### The task
In the listing below, start your output at the line with "query: the noun phrase to outline: <item>green" and end it after the line with "M 222 386 L", copying every line exactly.
====
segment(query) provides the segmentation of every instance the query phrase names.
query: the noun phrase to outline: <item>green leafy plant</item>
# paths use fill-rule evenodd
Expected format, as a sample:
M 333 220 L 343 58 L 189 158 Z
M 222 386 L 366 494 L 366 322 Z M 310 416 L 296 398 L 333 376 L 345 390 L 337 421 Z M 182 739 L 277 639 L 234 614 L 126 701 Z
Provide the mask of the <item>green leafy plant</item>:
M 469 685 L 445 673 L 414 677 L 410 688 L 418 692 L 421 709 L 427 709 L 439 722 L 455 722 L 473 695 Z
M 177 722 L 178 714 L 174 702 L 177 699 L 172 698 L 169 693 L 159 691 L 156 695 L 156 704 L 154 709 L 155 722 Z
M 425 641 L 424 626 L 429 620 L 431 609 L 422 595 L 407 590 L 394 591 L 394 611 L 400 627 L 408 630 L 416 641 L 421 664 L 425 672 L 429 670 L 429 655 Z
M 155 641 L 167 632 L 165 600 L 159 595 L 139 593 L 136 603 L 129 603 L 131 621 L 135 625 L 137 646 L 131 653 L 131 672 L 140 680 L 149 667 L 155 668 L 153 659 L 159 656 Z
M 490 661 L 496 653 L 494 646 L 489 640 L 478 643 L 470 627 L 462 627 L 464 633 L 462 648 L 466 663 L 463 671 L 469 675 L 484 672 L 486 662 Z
====
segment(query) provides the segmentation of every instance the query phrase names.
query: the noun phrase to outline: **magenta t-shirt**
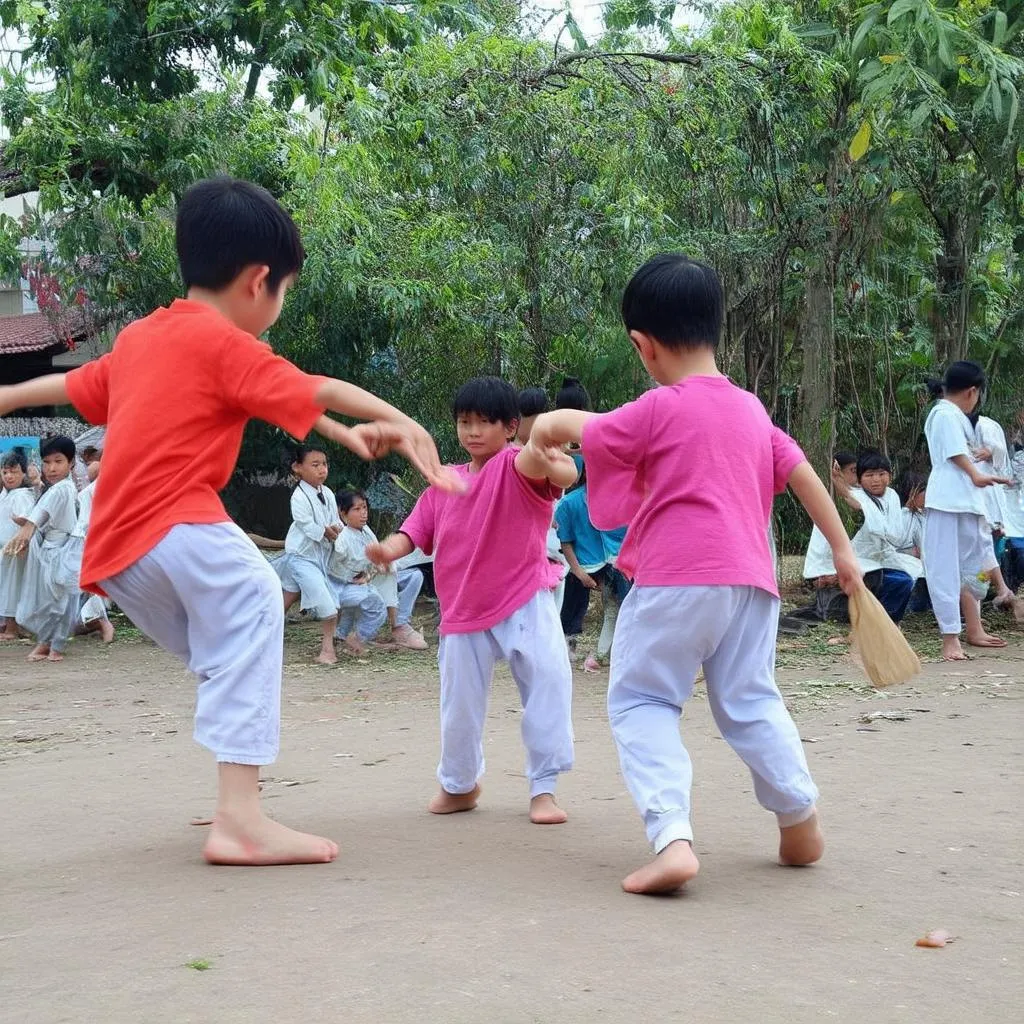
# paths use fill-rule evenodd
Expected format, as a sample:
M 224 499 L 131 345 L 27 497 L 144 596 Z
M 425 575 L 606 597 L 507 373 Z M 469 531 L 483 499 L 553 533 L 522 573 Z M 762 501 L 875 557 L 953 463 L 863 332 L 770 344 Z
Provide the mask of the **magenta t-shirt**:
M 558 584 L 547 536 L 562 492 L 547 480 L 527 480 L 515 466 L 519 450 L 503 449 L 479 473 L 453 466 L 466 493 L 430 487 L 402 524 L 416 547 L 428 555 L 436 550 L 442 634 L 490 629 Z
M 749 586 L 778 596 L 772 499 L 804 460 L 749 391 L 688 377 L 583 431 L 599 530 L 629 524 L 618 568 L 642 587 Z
====
### Solution to this exercise
query: the noun phrase to outline: <item>green leafy plant</item>
# paths use fill-rule evenodd
Expected format, as a sample:
M 333 220 L 343 58 L 189 158 Z
M 222 386 L 366 494 L 366 322 Z M 310 416 L 296 398 L 333 376 L 345 390 L 337 421 Z M 182 739 L 277 639 L 234 614 L 126 701 Z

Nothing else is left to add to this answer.